[Start Listed records]
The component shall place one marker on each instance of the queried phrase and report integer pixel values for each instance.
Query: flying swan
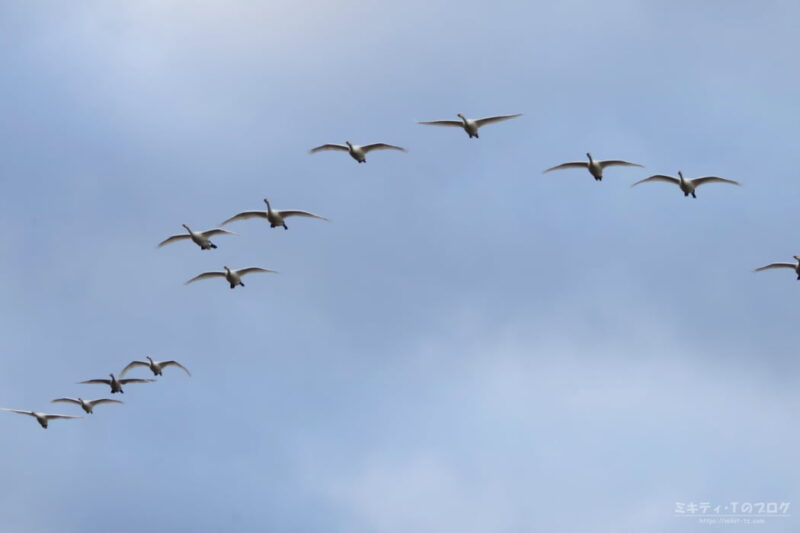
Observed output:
(234, 277)
(687, 186)
(595, 167)
(200, 238)
(470, 125)
(274, 217)
(356, 152)
(42, 418)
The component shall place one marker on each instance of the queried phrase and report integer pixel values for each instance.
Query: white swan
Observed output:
(274, 217)
(470, 125)
(356, 152)
(793, 266)
(687, 186)
(87, 406)
(155, 366)
(595, 167)
(42, 418)
(200, 238)
(114, 383)
(234, 277)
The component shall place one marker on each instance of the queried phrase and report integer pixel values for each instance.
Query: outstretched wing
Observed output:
(206, 275)
(381, 146)
(101, 401)
(617, 163)
(452, 123)
(66, 400)
(174, 238)
(216, 231)
(254, 270)
(165, 364)
(133, 364)
(776, 265)
(492, 120)
(296, 213)
(712, 179)
(326, 147)
(244, 215)
(659, 177)
(574, 164)
(135, 380)
(57, 417)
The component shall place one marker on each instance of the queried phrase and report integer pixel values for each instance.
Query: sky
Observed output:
(468, 345)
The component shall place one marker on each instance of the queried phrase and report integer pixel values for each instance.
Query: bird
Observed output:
(234, 277)
(356, 152)
(155, 366)
(793, 266)
(274, 217)
(42, 418)
(200, 238)
(687, 186)
(114, 383)
(470, 125)
(87, 406)
(595, 167)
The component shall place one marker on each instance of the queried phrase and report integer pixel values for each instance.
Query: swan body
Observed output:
(87, 406)
(359, 153)
(200, 238)
(114, 383)
(793, 266)
(594, 166)
(469, 125)
(273, 216)
(234, 277)
(156, 367)
(42, 418)
(686, 185)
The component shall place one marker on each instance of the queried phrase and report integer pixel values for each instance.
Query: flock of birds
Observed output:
(277, 218)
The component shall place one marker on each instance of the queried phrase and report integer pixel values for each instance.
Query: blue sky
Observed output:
(469, 345)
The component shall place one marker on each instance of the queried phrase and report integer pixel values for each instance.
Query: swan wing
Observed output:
(165, 364)
(296, 213)
(101, 401)
(574, 164)
(381, 146)
(133, 364)
(713, 179)
(172, 239)
(492, 120)
(206, 275)
(452, 123)
(659, 177)
(776, 265)
(216, 231)
(254, 270)
(326, 147)
(66, 400)
(244, 215)
(617, 163)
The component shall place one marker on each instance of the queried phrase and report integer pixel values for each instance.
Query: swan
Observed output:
(234, 277)
(793, 266)
(470, 125)
(200, 238)
(42, 418)
(356, 152)
(87, 406)
(595, 167)
(275, 218)
(155, 366)
(687, 186)
(114, 383)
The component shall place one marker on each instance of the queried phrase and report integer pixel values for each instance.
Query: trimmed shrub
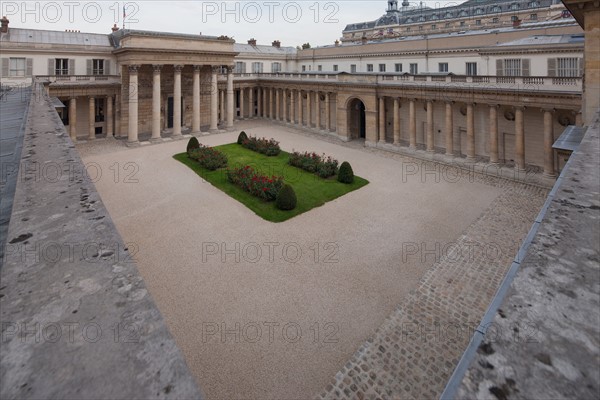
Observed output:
[End Listed records]
• _Task statement_: The pictures should not be reproduced; quote all of the other material exactly.

• _Expected output_:
The component shall place one marker on each instance of the queried phrase and report integer pixel values for each instance.
Query: flying swan
Observed output:
(234, 277)
(687, 186)
(595, 167)
(200, 238)
(470, 125)
(274, 217)
(356, 152)
(42, 418)
The component shall place one marker on each instance of the queried phrase and report integer pixel values for each instance.
Query: white swan
Observed output:
(274, 217)
(470, 125)
(356, 152)
(793, 266)
(687, 186)
(87, 406)
(155, 366)
(595, 167)
(42, 418)
(200, 238)
(114, 383)
(234, 277)
The component shall place one marker on each instance of the queried phrase and report integer pixel values for each instance.
Query: outstretched wing
Observed output:
(206, 275)
(381, 146)
(101, 401)
(617, 163)
(452, 123)
(66, 400)
(174, 238)
(216, 231)
(254, 270)
(165, 364)
(133, 364)
(776, 265)
(492, 120)
(296, 213)
(712, 179)
(326, 147)
(244, 215)
(659, 177)
(574, 164)
(135, 380)
(57, 417)
The component shall place one marker on each instance of the queried phrase and report integer pixel values for each instance.
Query: sky
Observed output:
(468, 345)
The component shall place one marker on each instance of the queried phrase and report integer pixel values for each instance.
Query: bird
Observed output:
(234, 277)
(356, 152)
(155, 366)
(793, 266)
(274, 217)
(42, 418)
(200, 238)
(687, 186)
(114, 383)
(470, 125)
(87, 406)
(595, 167)
The component shall place one marker on each instance of the queried phrase and report integer pixel values for each instance.
Query: swan body
Observed output:
(87, 406)
(359, 153)
(200, 238)
(114, 383)
(793, 266)
(594, 166)
(469, 125)
(273, 216)
(234, 277)
(156, 367)
(42, 418)
(686, 185)
The component shall place one marker on each instance of the queried phrase and report integer pixel values for each instance.
Query: flock of birds
Observed output:
(277, 218)
The component shall place one marker on each instance of the queried phrase and report integer pixel values for each instance.
Query: blue sky
Observed output:
(469, 345)
The component shall place one marker on each instance of the queried phrase and report integer pixel values for each instance.
Query: swan wing
Observed output:
(165, 364)
(296, 213)
(101, 401)
(574, 164)
(381, 146)
(133, 364)
(713, 179)
(172, 239)
(492, 120)
(206, 275)
(452, 123)
(659, 177)
(776, 265)
(216, 231)
(254, 270)
(326, 147)
(66, 400)
(244, 215)
(617, 163)
The component shall place one marker on each instance of the queried phrase and report integer pixel values for each instance.
Query: swan
Observed output:
(234, 277)
(793, 266)
(470, 125)
(200, 238)
(42, 418)
(356, 152)
(87, 406)
(595, 167)
(275, 218)
(155, 366)
(687, 186)
(114, 383)
The component shall place one marker on each instance of the queried phrase and report integer pixel values for each instance.
Query: trimmed shrub
Observed output:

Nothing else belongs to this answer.